Saved data entries
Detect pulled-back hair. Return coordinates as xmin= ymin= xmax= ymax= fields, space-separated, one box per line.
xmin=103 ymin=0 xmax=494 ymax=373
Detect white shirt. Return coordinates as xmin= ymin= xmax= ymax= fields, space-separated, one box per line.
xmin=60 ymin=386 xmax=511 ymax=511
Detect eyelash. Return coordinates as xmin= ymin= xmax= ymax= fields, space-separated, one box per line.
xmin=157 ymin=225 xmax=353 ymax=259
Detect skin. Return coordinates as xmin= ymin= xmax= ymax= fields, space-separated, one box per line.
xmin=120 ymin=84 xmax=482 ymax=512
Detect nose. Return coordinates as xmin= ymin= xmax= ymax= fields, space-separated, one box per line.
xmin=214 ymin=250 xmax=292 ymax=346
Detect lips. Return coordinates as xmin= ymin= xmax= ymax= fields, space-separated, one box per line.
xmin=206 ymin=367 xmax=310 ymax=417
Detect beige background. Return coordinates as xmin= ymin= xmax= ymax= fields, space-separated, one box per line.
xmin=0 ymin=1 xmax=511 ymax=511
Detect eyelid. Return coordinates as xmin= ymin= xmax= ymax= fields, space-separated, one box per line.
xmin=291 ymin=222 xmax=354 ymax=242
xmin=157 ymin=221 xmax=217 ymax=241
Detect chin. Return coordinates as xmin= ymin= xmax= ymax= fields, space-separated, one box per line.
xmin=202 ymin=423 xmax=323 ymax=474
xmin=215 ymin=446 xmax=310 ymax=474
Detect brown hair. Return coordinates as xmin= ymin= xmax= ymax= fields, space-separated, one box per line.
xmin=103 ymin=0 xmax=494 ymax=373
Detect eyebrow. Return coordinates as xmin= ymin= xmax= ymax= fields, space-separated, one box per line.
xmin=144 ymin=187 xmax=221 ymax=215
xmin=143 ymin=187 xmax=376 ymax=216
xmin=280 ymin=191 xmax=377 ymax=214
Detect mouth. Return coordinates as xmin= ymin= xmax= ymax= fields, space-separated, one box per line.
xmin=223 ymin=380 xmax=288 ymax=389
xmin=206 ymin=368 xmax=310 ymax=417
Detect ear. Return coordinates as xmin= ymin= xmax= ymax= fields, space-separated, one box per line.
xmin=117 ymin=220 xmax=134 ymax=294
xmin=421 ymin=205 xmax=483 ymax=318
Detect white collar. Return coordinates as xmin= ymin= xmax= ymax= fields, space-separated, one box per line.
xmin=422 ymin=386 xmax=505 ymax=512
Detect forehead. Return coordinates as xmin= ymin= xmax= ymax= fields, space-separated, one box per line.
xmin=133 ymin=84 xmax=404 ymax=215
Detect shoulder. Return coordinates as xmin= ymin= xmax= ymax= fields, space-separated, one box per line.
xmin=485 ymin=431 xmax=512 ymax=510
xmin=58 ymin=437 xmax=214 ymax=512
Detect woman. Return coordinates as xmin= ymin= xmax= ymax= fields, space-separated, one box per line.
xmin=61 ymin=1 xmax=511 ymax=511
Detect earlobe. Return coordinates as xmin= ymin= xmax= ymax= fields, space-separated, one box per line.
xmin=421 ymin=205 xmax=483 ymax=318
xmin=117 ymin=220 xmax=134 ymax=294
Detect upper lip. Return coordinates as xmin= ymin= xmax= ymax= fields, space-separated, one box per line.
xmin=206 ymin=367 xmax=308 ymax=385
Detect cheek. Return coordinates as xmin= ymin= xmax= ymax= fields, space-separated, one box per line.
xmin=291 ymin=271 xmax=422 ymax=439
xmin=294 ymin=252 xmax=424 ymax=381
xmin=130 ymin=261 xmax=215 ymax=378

**ABOUT THIS TASK:**
An exact copy of every line above is what this asks for.

**EXERCISE SOLUTION:**
Detect pulled-back hair. Return coordinates as xmin= ymin= xmax= ymax= fields, space-separated, one box per line.
xmin=103 ymin=0 xmax=494 ymax=373
Detect white shirt. Return coordinates as xmin= ymin= xmax= ymax= fields, space-separated, one box per line.
xmin=60 ymin=386 xmax=511 ymax=511
Detect eyelash. Return coordinates as xmin= ymin= xmax= ymax= fields, space-separated, one box per line.
xmin=157 ymin=225 xmax=353 ymax=259
Detect skin. Return coordinates as xmin= ymin= xmax= ymax= fields, space-separated, one box per line.
xmin=120 ymin=84 xmax=482 ymax=512
Detect nose. Return coordinates as xmin= ymin= xmax= ymax= fields, space-separated, one box per line.
xmin=214 ymin=250 xmax=292 ymax=346
Detect lips. Return coordinates as xmin= ymin= xmax= ymax= fields, space-separated, one box per line.
xmin=206 ymin=367 xmax=310 ymax=417
Detect beige background. Return coordinates as xmin= ymin= xmax= ymax= fields, space-separated, one box per line.
xmin=0 ymin=1 xmax=511 ymax=511
Detect eyelid. Return coordinates as xmin= ymin= xmax= ymax= fields, space-separated, one box per line.
xmin=291 ymin=222 xmax=354 ymax=242
xmin=157 ymin=221 xmax=217 ymax=241
Detect chin. Return coordinates as xmin= ymin= xmax= ymax= fields, space-separated, one box per line.
xmin=202 ymin=423 xmax=323 ymax=474
xmin=215 ymin=446 xmax=310 ymax=474
Detect brown hair. Return coordinates as xmin= ymin= xmax= ymax= fields, space-separated, one box per line.
xmin=103 ymin=0 xmax=494 ymax=373
Detect eyebrow. Return coordinates as xmin= ymin= xmax= ymax= fields, space-separated, one box per line.
xmin=144 ymin=187 xmax=221 ymax=215
xmin=143 ymin=187 xmax=376 ymax=216
xmin=280 ymin=191 xmax=377 ymax=214
Detect mouth. Return coordinates as xmin= ymin= xmax= ymax= fields, space-separated, one box per line.
xmin=223 ymin=380 xmax=288 ymax=389
xmin=206 ymin=368 xmax=310 ymax=417
Detect ear. Return coordinates as xmin= ymin= xmax= ymax= fields, space-separated, one box per line.
xmin=117 ymin=220 xmax=134 ymax=294
xmin=421 ymin=205 xmax=483 ymax=318
Detect white collar. Return coordinates as xmin= ymin= xmax= ymax= fields, space-separated, one box per line.
xmin=422 ymin=386 xmax=505 ymax=512
Detect forehead. Return coordinates as xmin= ymin= xmax= ymax= fields, space-separated, one box per line.
xmin=133 ymin=84 xmax=404 ymax=215
Detect shoulder. Return coordinates as xmin= ymin= xmax= ymax= fields, space-separated, one box per line.
xmin=485 ymin=431 xmax=512 ymax=510
xmin=58 ymin=437 xmax=214 ymax=512
Detect woman. Return coordinates as xmin= ymin= xmax= ymax= fields, space-separated, one box per line.
xmin=61 ymin=1 xmax=511 ymax=511
Detect earlobe. Return coordinates as xmin= ymin= xmax= ymax= fields, space-separated, one box per line.
xmin=421 ymin=205 xmax=483 ymax=318
xmin=117 ymin=220 xmax=134 ymax=294
Detect upper lip. Return coordinates as xmin= ymin= xmax= ymax= fields, space-separated, one box per line.
xmin=206 ymin=367 xmax=308 ymax=385
Detect cheek. Return coordinates as xmin= ymin= xmax= ymax= fields, space-separated, one box per line.
xmin=291 ymin=271 xmax=422 ymax=439
xmin=294 ymin=252 xmax=424 ymax=381
xmin=130 ymin=261 xmax=215 ymax=378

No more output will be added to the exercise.